Referring expression data:
◆ ◆ ◆ ◆ ◆ ◆ ◆

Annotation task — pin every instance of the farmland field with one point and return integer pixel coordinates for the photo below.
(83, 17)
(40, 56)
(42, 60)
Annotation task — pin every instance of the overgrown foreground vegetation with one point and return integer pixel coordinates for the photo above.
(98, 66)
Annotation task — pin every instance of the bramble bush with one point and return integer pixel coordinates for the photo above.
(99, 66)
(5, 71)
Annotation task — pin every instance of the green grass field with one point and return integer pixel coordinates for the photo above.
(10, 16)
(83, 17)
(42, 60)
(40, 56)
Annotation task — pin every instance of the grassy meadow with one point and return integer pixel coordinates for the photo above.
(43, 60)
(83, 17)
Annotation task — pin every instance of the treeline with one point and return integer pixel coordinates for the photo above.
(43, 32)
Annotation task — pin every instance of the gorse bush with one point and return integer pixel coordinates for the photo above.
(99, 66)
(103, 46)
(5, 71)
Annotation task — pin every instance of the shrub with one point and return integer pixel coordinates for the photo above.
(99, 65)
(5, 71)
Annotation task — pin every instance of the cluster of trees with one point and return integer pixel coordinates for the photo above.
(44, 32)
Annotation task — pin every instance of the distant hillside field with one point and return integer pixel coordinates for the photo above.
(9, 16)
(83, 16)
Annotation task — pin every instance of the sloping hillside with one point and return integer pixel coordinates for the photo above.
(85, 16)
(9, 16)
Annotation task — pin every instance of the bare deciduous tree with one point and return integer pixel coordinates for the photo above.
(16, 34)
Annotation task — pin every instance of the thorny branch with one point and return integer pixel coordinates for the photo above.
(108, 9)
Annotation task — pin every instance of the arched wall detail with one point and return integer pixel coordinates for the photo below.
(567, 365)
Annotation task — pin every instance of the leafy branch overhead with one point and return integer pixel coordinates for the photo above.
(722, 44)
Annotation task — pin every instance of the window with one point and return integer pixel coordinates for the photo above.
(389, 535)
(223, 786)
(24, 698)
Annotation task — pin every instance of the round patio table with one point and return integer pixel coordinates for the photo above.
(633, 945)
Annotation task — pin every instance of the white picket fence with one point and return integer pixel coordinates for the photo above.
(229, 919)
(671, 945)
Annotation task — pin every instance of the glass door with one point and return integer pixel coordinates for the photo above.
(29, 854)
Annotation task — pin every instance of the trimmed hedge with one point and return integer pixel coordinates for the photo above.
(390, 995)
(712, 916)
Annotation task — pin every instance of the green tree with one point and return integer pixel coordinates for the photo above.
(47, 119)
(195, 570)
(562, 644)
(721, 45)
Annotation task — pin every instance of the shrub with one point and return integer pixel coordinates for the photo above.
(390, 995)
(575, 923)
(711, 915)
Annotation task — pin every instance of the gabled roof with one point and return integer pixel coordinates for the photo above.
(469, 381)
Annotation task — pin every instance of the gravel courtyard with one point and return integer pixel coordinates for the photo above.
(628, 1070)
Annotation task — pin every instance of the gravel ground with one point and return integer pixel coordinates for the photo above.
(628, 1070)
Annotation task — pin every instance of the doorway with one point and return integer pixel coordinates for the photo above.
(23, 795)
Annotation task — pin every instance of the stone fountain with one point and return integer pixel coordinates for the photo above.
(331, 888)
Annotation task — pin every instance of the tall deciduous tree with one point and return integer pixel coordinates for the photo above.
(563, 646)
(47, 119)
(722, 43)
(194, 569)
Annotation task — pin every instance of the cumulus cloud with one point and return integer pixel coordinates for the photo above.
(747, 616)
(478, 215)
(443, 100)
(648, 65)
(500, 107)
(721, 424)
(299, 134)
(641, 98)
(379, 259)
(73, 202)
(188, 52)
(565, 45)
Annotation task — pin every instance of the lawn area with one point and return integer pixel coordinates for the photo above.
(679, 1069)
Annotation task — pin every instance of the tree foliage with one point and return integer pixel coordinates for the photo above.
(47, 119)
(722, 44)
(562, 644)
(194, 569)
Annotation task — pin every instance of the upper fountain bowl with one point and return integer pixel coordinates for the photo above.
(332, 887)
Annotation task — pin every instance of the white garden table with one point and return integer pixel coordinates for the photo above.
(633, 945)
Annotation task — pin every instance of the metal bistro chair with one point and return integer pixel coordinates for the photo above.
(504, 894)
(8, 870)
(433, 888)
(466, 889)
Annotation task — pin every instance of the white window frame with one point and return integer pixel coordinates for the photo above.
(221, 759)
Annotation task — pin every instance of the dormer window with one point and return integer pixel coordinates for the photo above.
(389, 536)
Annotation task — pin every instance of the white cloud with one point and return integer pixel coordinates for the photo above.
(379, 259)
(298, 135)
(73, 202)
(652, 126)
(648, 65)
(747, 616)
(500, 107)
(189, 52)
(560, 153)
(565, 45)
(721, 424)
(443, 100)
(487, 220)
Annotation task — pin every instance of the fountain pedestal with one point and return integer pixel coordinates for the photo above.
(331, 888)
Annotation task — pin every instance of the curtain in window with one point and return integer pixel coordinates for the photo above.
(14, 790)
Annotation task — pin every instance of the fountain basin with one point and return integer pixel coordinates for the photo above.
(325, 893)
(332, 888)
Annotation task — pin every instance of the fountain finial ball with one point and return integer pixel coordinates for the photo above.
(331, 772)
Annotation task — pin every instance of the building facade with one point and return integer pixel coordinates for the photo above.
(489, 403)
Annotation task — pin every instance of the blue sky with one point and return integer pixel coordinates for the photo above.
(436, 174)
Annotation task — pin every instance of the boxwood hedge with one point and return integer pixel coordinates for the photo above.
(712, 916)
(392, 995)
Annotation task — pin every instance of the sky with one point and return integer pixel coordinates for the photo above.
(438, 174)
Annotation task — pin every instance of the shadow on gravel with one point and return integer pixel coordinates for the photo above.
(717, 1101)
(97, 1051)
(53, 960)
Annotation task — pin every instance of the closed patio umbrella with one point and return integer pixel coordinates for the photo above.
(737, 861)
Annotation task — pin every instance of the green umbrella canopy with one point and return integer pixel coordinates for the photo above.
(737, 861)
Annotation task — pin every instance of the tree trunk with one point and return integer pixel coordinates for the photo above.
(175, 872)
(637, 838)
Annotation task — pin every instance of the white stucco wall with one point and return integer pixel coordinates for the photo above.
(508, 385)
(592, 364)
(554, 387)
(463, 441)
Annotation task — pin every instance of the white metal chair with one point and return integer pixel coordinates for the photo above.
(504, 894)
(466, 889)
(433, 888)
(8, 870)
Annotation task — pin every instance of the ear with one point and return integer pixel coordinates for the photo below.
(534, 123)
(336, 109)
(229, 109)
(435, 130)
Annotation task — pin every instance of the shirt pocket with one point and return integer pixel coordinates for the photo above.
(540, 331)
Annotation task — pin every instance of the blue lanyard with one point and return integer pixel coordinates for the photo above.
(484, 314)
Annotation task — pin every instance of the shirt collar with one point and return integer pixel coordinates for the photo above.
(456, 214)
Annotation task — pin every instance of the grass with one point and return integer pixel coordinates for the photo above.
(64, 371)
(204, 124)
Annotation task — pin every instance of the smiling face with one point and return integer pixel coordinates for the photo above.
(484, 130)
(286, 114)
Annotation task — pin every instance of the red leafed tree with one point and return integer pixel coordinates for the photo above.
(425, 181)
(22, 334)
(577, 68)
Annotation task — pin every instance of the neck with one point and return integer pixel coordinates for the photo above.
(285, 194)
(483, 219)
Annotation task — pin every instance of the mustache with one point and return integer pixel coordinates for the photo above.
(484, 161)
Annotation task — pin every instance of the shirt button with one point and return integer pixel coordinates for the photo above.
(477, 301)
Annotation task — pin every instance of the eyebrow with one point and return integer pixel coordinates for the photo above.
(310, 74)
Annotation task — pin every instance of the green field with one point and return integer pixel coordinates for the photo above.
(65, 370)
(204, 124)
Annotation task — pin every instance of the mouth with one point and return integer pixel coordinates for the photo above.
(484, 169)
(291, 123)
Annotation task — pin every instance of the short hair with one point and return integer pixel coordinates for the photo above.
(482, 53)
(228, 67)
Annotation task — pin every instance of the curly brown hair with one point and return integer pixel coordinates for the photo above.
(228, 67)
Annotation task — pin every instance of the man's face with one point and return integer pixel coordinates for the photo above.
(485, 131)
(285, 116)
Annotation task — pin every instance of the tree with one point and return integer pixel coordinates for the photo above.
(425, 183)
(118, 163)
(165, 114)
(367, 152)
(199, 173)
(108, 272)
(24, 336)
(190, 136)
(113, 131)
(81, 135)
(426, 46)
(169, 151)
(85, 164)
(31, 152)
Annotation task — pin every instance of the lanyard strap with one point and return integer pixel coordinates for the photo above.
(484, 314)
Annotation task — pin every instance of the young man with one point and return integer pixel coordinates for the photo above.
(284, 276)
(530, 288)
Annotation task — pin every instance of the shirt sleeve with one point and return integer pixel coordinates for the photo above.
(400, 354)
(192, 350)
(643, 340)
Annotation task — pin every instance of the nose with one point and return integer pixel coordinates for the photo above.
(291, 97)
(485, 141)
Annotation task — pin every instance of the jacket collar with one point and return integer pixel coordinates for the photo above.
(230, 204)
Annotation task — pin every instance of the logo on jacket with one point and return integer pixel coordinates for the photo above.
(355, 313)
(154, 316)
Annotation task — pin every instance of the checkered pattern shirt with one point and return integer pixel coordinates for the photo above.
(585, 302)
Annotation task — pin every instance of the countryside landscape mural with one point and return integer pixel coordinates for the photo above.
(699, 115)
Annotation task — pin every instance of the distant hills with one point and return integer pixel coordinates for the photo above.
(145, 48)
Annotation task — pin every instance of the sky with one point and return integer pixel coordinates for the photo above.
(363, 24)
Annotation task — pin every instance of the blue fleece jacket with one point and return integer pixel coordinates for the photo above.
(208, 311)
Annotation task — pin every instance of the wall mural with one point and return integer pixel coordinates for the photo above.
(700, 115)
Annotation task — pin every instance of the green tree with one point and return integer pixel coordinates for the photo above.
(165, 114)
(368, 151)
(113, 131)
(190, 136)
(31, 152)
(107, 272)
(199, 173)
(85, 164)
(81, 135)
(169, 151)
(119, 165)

◆ ◆ ◆ ◆ ◆ ◆ ◆

### Task brief
Give back exactly the lines from the one that contains "Annotation task — pin every instance of the blue fleece" to the end of the data above, both of those lines included.

### Problem solution
Annotation task — pin every instance of the blue fleece jacket with one point and return integer pixel coordinates for the photo above.
(208, 311)
Annotation task — pin every instance of the wall mural with one point and return integer pixel coordinates for the photo above.
(700, 115)
Annotation task — pin every instance of the green tree with one point and return integer pixel coordinates for the photo above.
(165, 114)
(368, 151)
(113, 131)
(190, 136)
(31, 152)
(107, 272)
(199, 173)
(85, 164)
(81, 135)
(169, 151)
(119, 165)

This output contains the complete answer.